[Begin SOURCE TEXT]
The Madonnas of Leningrad

 

National Bestseller
Published in 21 languages
Notable Book of the Year, American Library Association
New York Times Editors’ Choice
Long-listed for the IMPAC International Dublin Literary Award
Booksense #1 Pick
Booklist Top Ten Novel of the Year

“An unforgettable story of love, survival, and the power of imagination in the most tragic circumstances. The rare kind of book that you want to keep but you have to share” –Isabelle Allende, best-selling author of The House of the Spirits

Bit by bit, the ravages of age are eroding Marina’s grip on the everyday. And while the elderly Russian woman cannot hold on to fresh memories—the details of her grown children’s lives, the approaching wedding of her grandchild—her distant past is preserved: vivid images that rise unbidden of her youth in war-torn Leningrad.

In the fall of 1941, the German army approached the outskirts of Leningrad, signaling the beginning of what would become a long and torturous siege. In the coming months, the city’s inhabitants would brave starvation and the bitter cold, all while fending off the constant German onslaught. Marina, then a tour guide at the Hermitage Museum, along with other staff members, was instructed to take down the museum’s priceless masterpieces for safekeeping, yet leave the frames hanging empty on the walls—a symbol of the artworks’ eventual return. To hold on to sanity when the Luftwaffe’s bombs began to fall, she burned to memory, brush stroke by brush stroke, these exquisite artworks: the nude figures of women, the angels, the serene Madonnas that had so shortly before gazed down upon her. She used them to furnish a “memory palace,” a personal Hermitage in her mind to which she retreated to escape terror, hunger, and encroaching death. A refuge that would stay buried deep within her, until she needed it once more. . . .
[End SOURCE TEXT]
WHAT TO PRODUCE: Tell whether each of the following statements agrees with the book description, answering yes or no and quoting the exact words of the description that decide it. 1. In 1941, Marina worked as a tour guide at the Hermitage Museum. 2. The museum staff took the frames down from the walls along with the paintings. 3. Marina can no longer recall her youth in Leningrad.
[Begin DATA PROVIDED]
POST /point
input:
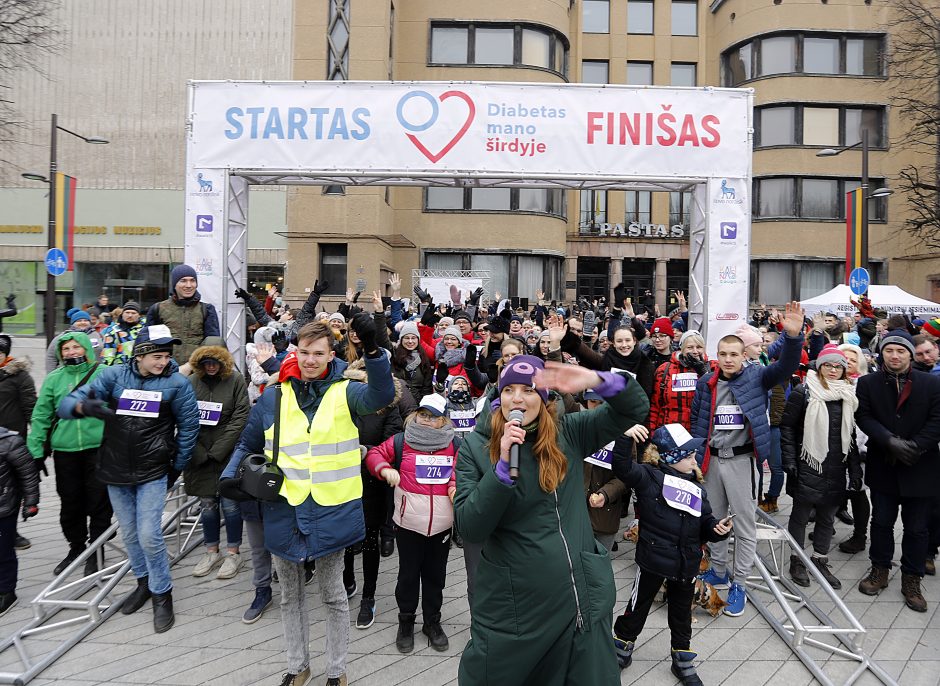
[End DATA PROVIDED]
EXERCISE OUTPUT:
1. Yes: "Marina, then a tour guide at the Hermitage Museum"
2. No: "yet leave the frames hanging empty on the walls"
3. No: "her distant past is preserved"